**Problem requirements:** Which lines in the entries below contain the word "grass"? Find each one and copy it out in full, treating uppercase and lowercase letters as distinct.

**Information supplied:**
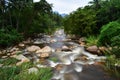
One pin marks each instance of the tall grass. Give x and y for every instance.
(91, 40)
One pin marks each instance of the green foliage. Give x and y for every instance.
(91, 40)
(81, 22)
(109, 11)
(21, 73)
(9, 37)
(108, 31)
(113, 66)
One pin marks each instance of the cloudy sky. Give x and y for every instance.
(67, 6)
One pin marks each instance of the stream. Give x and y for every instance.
(74, 63)
(71, 61)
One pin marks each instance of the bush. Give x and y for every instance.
(91, 40)
(9, 37)
(108, 31)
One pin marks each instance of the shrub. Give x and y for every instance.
(108, 31)
(91, 40)
(9, 37)
(115, 44)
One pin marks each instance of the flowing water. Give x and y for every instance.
(69, 67)
(75, 63)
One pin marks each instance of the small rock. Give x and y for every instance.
(82, 39)
(33, 48)
(102, 49)
(58, 50)
(21, 45)
(14, 49)
(15, 52)
(21, 57)
(22, 61)
(59, 67)
(44, 50)
(65, 48)
(93, 49)
(33, 70)
(1, 65)
(53, 40)
(4, 57)
(44, 55)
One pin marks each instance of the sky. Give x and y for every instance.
(66, 6)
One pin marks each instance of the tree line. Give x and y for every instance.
(26, 18)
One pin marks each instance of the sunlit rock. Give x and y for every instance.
(78, 67)
(33, 48)
(21, 45)
(33, 70)
(21, 57)
(44, 55)
(14, 49)
(93, 49)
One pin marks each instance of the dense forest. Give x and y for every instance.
(98, 22)
(23, 18)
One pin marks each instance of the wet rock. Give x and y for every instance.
(82, 58)
(14, 49)
(21, 57)
(41, 66)
(21, 45)
(33, 70)
(65, 48)
(27, 41)
(102, 49)
(15, 52)
(93, 49)
(59, 67)
(53, 40)
(43, 55)
(1, 65)
(58, 50)
(46, 49)
(4, 57)
(33, 48)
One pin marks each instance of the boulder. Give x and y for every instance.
(21, 45)
(93, 49)
(33, 48)
(53, 40)
(21, 57)
(46, 49)
(44, 55)
(33, 70)
(58, 50)
(102, 49)
(14, 49)
(65, 48)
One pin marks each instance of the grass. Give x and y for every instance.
(8, 61)
(91, 40)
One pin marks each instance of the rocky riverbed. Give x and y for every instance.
(69, 60)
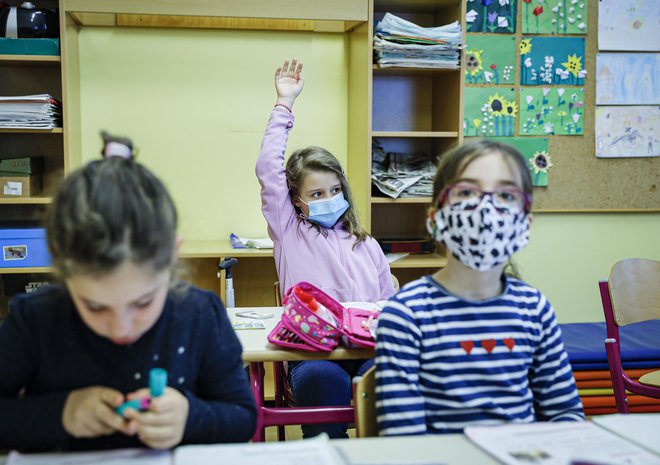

**Completed exercise:**
One pin marks each instance of the tall grass. Give x and y for every instance.
One pin marks each instance of the grass. Give x and y for every instance.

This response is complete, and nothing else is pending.